══ SOURCE PASSAGE

Pramod K Nayar is Senior Professor of English and the UNESCO Chair in Vulnerability Studies, University of Hyderabad, India. His newest books include Vulnerable Earth (Cambridge 2024), Nuclear Cultures (Routledge 2023), Alzheimer’s Disease Memoirs (2022), The Human Rights Graphic Novel (Routledge 2021), Ecoprecarity (Routledge 2019), Bhopal’s Ecological Gothic (Rowman and Littlefield, 2017), among others.

Patricia Vieira is Research Professor at the Center for Social Studies (CES) of the University of Coimbra in Portugal. Her fields of expertise are Latin American and Iberian Literature and Cinema, Utopian Studies and the Environmental Humanities. She currently heads the European Research Council Consolidator project “ECO – Animals and Plants in Cultural Productions about the Amazon River Basin” and co-coordinates the Gerda Henkel Foundation funded project “Resilient Forest Cities: Utopia and Development in the Modern Amazon.” For more information: www. patriciavieira.net

Scott Slovic is a senior scientist at the Oregon Research Institute in Eugene, Oregon, USA, and distinguished professor of environmental humanities emeritus at the University of Idaho. He served as the founding president of the Association for the Study of Literature and Environment (ASLE) in the early 1990s, and from 1995 to 2020 was the editor-in-chief of ISLE: Interdisciplinary Studies in Literature and Environment. He is the author, editor, and coeditor of numerous works in the environmental humanities, including such books as The Bloomsbury Handbook to the Medical-Environmental HumanitiesNature and Literary Studies, and Ecodisaster Imaginaries in India: Essays in Critical Context.

Stephen Ogheneruro Okpadah is a final year Chancellor International PhD Scholar in the department of Theatre and Performance Studies, University of Warwick, Coventry, United Kingdom. He is currently researching participatory theatre and climate justice in the context of the Niger Delta region of Nigeria. His project draws on Theatre for Development in creating community based performances that advocate for climate justice. He won the 2021 Janusz Korczak/UNESCO Prize for Global South in emerging scholar category. Okpadah is also Director of research at the Theatre Emissary International, Nigeria, and a non-resident research associate, Centre for Socially Engaged Theatre, University of Regina, Canada.

════

> _WHAT TO DO_
Rewrite the stretch of the contributor biographies from "Scott Slovic is" through "in Critical Context.", substituting "chief editor" for "editor-in-chief". The rows are not needed for this exercise.

══ DATA LISTING

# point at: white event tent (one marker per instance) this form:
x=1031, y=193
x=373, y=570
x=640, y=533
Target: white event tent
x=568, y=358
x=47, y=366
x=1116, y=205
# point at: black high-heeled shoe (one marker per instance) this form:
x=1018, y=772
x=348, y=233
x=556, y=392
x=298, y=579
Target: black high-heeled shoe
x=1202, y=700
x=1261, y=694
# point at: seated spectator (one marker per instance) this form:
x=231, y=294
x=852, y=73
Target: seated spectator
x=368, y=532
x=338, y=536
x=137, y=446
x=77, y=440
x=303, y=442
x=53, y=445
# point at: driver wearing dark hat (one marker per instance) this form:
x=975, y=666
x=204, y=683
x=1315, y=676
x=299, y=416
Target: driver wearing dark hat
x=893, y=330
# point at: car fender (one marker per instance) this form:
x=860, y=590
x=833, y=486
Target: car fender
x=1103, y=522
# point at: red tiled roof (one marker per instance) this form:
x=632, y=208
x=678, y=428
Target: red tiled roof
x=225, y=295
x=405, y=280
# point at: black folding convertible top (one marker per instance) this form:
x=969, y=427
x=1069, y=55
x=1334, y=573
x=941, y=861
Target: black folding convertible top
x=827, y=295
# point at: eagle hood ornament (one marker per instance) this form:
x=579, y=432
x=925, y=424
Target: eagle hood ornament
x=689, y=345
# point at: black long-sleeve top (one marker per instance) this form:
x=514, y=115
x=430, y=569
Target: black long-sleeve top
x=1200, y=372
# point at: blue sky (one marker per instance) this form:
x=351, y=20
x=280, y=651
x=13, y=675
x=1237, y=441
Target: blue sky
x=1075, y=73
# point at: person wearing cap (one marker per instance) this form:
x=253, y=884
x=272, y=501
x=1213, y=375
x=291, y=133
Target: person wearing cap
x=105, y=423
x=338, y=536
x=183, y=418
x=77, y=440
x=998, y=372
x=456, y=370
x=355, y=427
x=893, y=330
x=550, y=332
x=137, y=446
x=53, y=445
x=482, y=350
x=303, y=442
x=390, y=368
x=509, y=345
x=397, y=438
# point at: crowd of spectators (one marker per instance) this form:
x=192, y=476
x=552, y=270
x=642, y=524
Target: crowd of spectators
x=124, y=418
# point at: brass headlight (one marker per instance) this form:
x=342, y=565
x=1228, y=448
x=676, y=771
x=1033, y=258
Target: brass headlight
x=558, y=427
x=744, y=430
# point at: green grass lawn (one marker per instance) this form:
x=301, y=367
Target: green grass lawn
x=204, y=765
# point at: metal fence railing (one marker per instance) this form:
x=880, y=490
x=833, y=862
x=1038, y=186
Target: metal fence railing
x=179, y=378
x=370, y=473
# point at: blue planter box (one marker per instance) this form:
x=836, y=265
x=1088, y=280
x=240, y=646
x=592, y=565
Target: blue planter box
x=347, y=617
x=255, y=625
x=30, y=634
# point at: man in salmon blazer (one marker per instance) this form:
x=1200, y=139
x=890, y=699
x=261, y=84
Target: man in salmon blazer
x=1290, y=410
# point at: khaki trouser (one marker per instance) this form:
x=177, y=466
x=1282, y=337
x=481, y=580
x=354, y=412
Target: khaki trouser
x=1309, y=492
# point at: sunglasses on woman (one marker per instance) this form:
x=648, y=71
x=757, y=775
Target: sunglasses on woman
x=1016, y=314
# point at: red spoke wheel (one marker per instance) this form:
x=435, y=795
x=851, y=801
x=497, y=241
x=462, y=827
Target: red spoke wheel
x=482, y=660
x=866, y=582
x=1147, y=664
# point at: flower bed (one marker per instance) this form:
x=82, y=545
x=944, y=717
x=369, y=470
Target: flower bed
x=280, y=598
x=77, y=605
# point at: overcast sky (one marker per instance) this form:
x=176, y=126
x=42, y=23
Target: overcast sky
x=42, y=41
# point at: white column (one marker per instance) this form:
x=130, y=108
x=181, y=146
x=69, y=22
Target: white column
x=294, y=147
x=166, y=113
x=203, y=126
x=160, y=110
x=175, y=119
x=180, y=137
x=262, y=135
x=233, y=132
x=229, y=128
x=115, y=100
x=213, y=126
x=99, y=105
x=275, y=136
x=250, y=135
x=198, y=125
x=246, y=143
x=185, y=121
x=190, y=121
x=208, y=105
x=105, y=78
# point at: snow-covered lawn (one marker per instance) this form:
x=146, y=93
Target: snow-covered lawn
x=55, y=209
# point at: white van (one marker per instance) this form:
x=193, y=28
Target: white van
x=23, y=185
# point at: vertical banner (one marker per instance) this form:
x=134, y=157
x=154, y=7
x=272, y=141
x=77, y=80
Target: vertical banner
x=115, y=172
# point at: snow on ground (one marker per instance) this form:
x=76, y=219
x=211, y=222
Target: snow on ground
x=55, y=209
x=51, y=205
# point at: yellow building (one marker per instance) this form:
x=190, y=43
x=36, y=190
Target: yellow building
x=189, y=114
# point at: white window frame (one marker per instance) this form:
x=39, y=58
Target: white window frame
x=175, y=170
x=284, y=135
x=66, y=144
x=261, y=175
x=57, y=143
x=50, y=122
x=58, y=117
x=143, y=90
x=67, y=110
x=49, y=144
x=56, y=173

════

> _RESULT OF THE EXERCISE_
Scott Slovic is a senior scientist at the Oregon Research Institute in Eugene, Oregon, USA, and distinguished professor of environmental humanities emeritus at the University of Idaho. He served as the founding president of the Association for the Study of Literature and Environment (ASLE) in the early 1990s, and from 1995 to 2020 was the chief editor of ISLE: Interdisciplinary Studies in Literature and Environment. He is the author, editor, and coeditor of numerous works in the environmental humanities, including such books as The Bloomsbury Handbook to the Medical-Environmental HumanitiesNature and Literary Studies, and Ecodisaster Imaginaries in India: Essays in Critical Context.